[Excerpted text]:
=======
Other forms of ritual slaughter, such as Islamic ritual slaughter, have also come under controversy. Writing for PETA, Logan Scherer said that animals sacrificed according to Islamic law can not be stunned before they are killed.
Muslims are only allowed to eat meat that has been killed according to
Sharia law and they say that Islamic law on ritual slaughter is
designed to reduce the pain and distress that the animal suffers.
According to the Farm Animal Welfare Committee, halal and kosher practices should be banned because when animals are not stunned before death, they suffer needless pain for up to 2 minutes despite some Muslims and Jews arguing that loss of blood from slash to the throat renders the animals unconscious relatively quickly.
Response to criticism of morality
Not all religions are hostile to homosexuality. Both Reform Judaism and the Unitarian Universalist Association have advocated for equal rights for gay and lesbian people since the 1970s. Hinduism does not view homosexuality as an issue.
=======
[Extracted material]:
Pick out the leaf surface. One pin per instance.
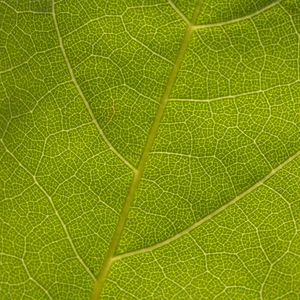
(150, 149)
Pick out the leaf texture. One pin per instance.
(150, 149)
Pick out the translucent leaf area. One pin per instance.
(149, 149)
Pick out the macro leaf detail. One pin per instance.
(150, 149)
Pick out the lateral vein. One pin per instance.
(196, 27)
(212, 214)
(86, 103)
(98, 287)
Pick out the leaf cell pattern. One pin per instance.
(149, 149)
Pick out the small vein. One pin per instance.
(233, 96)
(111, 147)
(197, 27)
(181, 15)
(211, 215)
(55, 211)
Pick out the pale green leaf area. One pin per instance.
(149, 149)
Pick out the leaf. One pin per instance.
(150, 149)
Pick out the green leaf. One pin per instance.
(150, 149)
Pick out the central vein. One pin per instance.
(98, 286)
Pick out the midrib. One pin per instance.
(99, 283)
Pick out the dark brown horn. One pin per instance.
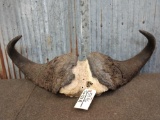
(113, 73)
(52, 75)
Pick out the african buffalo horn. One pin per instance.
(120, 72)
(61, 71)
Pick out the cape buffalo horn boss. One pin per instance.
(66, 75)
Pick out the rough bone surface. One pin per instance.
(65, 75)
(83, 79)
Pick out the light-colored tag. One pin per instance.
(85, 99)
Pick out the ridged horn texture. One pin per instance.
(50, 76)
(120, 72)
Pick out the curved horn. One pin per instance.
(132, 66)
(52, 75)
(113, 73)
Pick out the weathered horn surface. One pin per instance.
(52, 75)
(67, 75)
(113, 73)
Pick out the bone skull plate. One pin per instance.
(66, 75)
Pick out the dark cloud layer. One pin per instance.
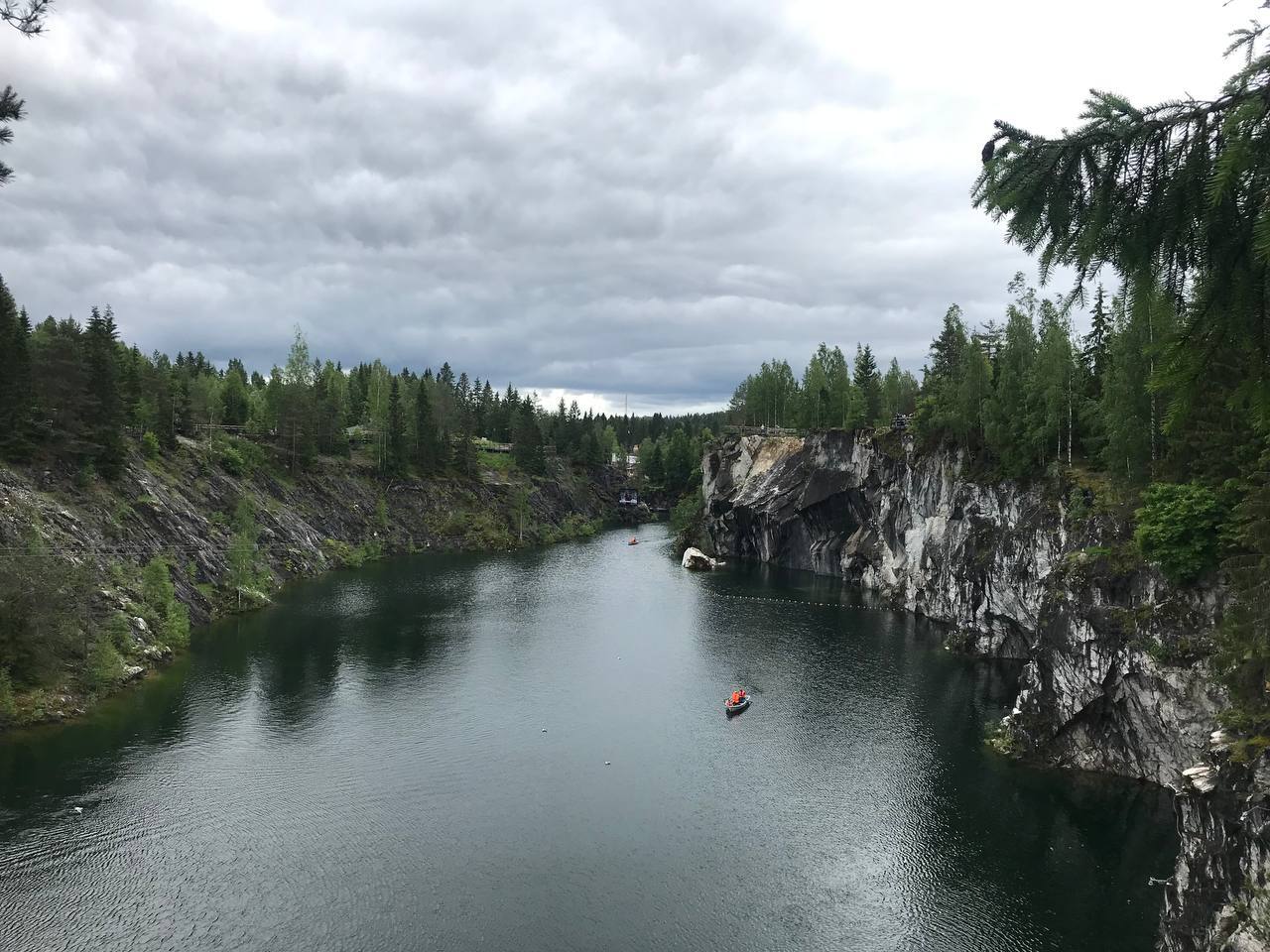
(612, 198)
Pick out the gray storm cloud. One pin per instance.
(601, 198)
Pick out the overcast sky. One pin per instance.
(599, 198)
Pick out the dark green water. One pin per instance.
(363, 767)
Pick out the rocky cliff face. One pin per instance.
(181, 507)
(1114, 676)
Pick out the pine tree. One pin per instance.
(104, 409)
(973, 394)
(869, 386)
(527, 439)
(1171, 194)
(1008, 417)
(16, 395)
(1095, 352)
(397, 452)
(1125, 404)
(427, 451)
(1053, 388)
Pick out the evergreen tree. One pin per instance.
(1008, 416)
(1053, 388)
(397, 451)
(869, 386)
(973, 395)
(1095, 353)
(1125, 402)
(427, 452)
(16, 395)
(104, 409)
(527, 439)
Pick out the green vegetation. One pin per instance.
(8, 706)
(246, 576)
(1171, 199)
(1178, 529)
(164, 612)
(1167, 398)
(354, 556)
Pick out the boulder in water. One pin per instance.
(697, 560)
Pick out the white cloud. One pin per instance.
(603, 199)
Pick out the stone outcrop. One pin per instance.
(697, 560)
(1114, 676)
(181, 507)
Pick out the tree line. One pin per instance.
(76, 395)
(829, 395)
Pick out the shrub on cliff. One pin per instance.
(8, 708)
(103, 665)
(167, 615)
(1179, 529)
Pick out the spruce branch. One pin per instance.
(27, 18)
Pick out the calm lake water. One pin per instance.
(363, 766)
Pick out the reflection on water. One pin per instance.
(413, 756)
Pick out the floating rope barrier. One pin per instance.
(798, 602)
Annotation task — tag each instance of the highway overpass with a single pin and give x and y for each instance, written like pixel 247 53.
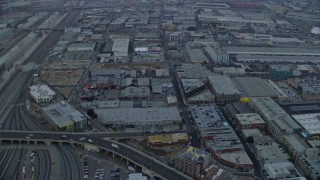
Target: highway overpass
pixel 147 163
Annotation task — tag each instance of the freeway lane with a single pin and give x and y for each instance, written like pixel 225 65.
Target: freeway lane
pixel 12 110
pixel 132 154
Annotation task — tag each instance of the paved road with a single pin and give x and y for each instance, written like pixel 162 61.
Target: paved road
pixel 13 115
pixel 132 154
pixel 195 141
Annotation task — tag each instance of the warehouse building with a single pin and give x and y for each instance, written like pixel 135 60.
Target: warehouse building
pixel 192 86
pixel 131 92
pixel 196 55
pixel 192 71
pixel 81 47
pixel 42 93
pixel 168 139
pixel 217 54
pixel 219 138
pixel 256 87
pixel 277 120
pixel 311 123
pixel 280 72
pixel 224 89
pixel 192 162
pixel 274 51
pixel 120 49
pixel 250 121
pixel 277 58
pixel 64 117
pixel 141 118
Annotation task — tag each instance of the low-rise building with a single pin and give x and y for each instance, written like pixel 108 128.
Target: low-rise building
pixel 311 123
pixel 192 71
pixel 64 117
pixel 130 92
pixel 223 89
pixel 219 138
pixel 192 161
pixel 143 119
pixel 168 139
pixel 192 86
pixel 81 47
pixel 42 93
pixel 250 121
pixel 280 72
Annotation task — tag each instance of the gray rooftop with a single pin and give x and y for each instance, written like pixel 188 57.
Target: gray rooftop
pixel 63 114
pixel 273 51
pixel 275 114
pixel 255 87
pixel 138 115
pixel 187 70
pixel 223 85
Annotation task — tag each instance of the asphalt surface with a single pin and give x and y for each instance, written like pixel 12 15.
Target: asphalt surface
pixel 13 115
pixel 195 140
pixel 132 154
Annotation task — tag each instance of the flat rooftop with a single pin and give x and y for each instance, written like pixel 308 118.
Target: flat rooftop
pixel 239 157
pixel 63 114
pixel 223 85
pixel 255 87
pixel 272 51
pixel 310 122
pixel 249 118
pixel 138 115
pixel 274 114
pixel 277 58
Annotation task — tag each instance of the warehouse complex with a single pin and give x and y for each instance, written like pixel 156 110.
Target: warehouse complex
pixel 65 117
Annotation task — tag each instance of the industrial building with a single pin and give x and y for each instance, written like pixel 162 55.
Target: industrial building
pixel 192 162
pixel 120 49
pixel 219 138
pixel 280 72
pixel 81 47
pixel 217 54
pixel 277 58
pixel 250 121
pixel 141 118
pixel 142 92
pixel 311 123
pixel 277 120
pixel 168 139
pixel 192 86
pixel 274 51
pixel 192 71
pixel 64 117
pixel 256 87
pixel 281 126
pixel 282 170
pixel 196 55
pixel 224 89
pixel 42 93
pixel 204 97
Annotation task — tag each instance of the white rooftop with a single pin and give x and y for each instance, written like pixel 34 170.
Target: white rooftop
pixel 310 122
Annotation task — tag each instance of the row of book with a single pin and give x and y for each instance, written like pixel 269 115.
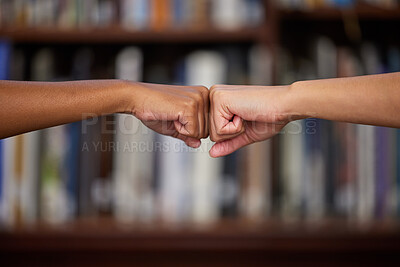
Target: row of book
pixel 339 168
pixel 114 166
pixel 310 4
pixel 132 14
pixel 87 169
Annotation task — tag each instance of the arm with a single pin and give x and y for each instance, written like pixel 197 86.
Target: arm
pixel 241 115
pixel 28 106
pixel 373 99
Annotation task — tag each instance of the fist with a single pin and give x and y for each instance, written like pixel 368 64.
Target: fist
pixel 242 115
pixel 177 111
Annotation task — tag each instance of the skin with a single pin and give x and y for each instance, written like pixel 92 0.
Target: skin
pixel 239 115
pixel 178 111
pixel 242 115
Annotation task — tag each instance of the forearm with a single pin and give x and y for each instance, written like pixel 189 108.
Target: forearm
pixel 373 99
pixel 27 106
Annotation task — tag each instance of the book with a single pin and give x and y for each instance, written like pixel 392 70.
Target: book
pixel 133 161
pixel 207 68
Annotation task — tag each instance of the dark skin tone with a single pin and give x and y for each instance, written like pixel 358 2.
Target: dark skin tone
pixel 239 115
pixel 178 111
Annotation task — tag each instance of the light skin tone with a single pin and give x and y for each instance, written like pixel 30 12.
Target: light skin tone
pixel 233 116
pixel 242 115
pixel 178 111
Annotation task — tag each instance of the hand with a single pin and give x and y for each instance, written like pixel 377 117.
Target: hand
pixel 177 111
pixel 242 115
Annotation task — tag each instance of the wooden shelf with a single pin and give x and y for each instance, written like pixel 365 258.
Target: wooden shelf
pixel 120 35
pixel 360 11
pixel 229 244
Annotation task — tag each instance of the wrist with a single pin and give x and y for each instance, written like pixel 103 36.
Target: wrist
pixel 126 96
pixel 296 101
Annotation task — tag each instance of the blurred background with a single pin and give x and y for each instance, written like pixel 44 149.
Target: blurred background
pixel 111 185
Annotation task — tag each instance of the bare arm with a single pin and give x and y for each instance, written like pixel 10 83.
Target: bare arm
pixel 372 99
pixel 241 115
pixel 28 106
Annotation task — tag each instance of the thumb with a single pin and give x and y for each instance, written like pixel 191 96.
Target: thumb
pixel 231 126
pixel 228 146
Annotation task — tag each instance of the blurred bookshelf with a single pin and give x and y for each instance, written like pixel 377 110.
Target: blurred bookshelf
pixel 285 216
pixel 361 11
pixel 118 34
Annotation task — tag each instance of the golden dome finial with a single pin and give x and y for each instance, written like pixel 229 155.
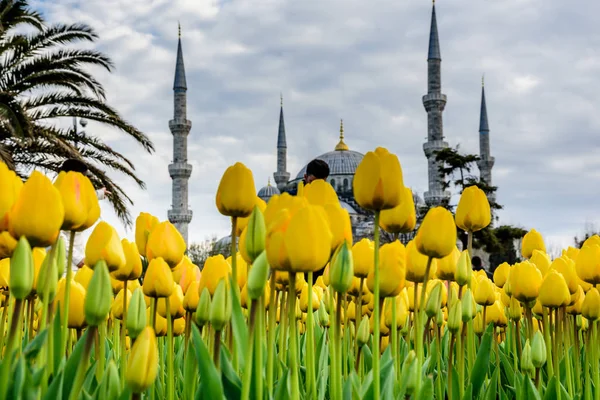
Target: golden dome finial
pixel 341 146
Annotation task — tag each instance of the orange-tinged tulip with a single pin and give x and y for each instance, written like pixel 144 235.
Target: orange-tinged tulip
pixel 104 244
pixel 215 269
pixel 473 211
pixel 437 234
pixel 308 240
pixel 79 200
pixel 38 212
pixel 158 281
pixel 144 224
pixel 401 218
pixel 363 255
pixel 532 241
pixel 142 364
pixel 236 194
pixel 392 270
pixel 378 181
pixel 10 186
pixel 166 242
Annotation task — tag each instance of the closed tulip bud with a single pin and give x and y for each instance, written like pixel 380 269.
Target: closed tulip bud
pixel 136 314
pixel 203 310
pixel 220 307
pixel 257 277
pixel 437 234
pixel 99 295
pixel 455 317
pixel 166 242
pixel 403 217
pixel 38 212
pixel 21 270
pixel 590 308
pixel 473 211
pixel 378 181
pixel 104 244
pixel 538 350
pixel 10 187
pixel 256 234
pixel 554 291
pixel 501 274
pixel 236 193
pixel 526 358
pixel 363 334
pixel 341 269
pixel 144 224
pixel 485 293
pixel 158 281
pixel 464 270
pixel 142 364
pixel 532 241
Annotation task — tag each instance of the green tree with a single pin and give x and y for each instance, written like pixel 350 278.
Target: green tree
pixel 43 80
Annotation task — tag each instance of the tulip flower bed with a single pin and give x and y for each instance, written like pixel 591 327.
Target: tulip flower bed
pixel 139 320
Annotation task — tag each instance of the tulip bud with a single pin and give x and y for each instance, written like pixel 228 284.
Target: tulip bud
pixel 21 270
pixel 136 314
pixel 538 350
pixel 256 234
pixel 220 308
pixel 526 358
pixel 341 269
pixel 463 269
pixel 99 295
pixel 203 309
pixel 258 275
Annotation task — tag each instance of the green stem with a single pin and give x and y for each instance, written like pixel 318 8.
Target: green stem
pixel 376 327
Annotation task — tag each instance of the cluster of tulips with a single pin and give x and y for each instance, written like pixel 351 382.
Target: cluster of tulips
pixel 139 319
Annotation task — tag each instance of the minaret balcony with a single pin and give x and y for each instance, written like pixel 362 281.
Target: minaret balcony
pixel 180 216
pixel 180 170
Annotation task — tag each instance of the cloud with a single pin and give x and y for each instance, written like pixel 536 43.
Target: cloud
pixel 364 62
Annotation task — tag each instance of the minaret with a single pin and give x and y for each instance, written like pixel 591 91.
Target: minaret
pixel 434 102
pixel 180 171
pixel 486 161
pixel 281 175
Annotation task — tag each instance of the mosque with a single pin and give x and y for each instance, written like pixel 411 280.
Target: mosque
pixel 342 160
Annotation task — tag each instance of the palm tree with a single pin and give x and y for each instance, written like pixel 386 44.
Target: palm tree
pixel 44 80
=======
[Requirement]: Please reproduce the stretch of the ritual slaughter passage from "According to the" through "as an issue." word for word.

[Answer]:
According to the Farm Animal Welfare Committee, halal and kosher practices should be banned because when animals are not stunned before death, they suffer needless pain for up to 2 minutes despite some Muslims and Jews arguing that loss of blood from slash to the throat renders the animals unconscious relatively quickly.
Response to criticism of morality
Not all religions are hostile to homosexuality. Both Reform Judaism and the Unitarian Universalist Association have advocated for equal rights for gay and lesbian people since the 1970s. Hinduism does not view homosexuality as an issue.